ABOUT THIS TASK » This task calls for every line of the material to be output verbatim.

DATA SECTION »
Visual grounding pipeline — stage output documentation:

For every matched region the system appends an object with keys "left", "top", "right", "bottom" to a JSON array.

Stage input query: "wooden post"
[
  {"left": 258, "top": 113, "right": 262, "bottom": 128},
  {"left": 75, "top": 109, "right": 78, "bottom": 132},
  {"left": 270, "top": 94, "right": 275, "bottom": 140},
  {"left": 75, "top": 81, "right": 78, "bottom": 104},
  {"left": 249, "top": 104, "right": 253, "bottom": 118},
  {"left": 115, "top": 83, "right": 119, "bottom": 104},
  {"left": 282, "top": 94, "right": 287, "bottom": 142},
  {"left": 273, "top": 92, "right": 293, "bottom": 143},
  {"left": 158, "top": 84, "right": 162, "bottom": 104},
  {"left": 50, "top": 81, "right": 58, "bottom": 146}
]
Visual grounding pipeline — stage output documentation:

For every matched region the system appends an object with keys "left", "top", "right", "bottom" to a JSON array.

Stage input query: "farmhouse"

TASK RESULT »
Visual grounding pipeline — stage output documentation:

For every matched region the system appends an object with keys "left", "top", "right", "bottom" to a JSON array.

Stage input query: "wooden post"
[
  {"left": 258, "top": 113, "right": 262, "bottom": 128},
  {"left": 75, "top": 109, "right": 78, "bottom": 132},
  {"left": 270, "top": 94, "right": 275, "bottom": 140},
  {"left": 75, "top": 81, "right": 78, "bottom": 104},
  {"left": 249, "top": 104, "right": 253, "bottom": 118},
  {"left": 115, "top": 83, "right": 119, "bottom": 104},
  {"left": 282, "top": 94, "right": 287, "bottom": 142},
  {"left": 273, "top": 92, "right": 293, "bottom": 143},
  {"left": 158, "top": 84, "right": 162, "bottom": 104},
  {"left": 50, "top": 81, "right": 58, "bottom": 146}
]
Visual grounding pipeline — stage output documentation:

For every matched region the system appends an object with keys "left", "top", "right", "bottom" to a JSON array.

Stage input query: "farmhouse"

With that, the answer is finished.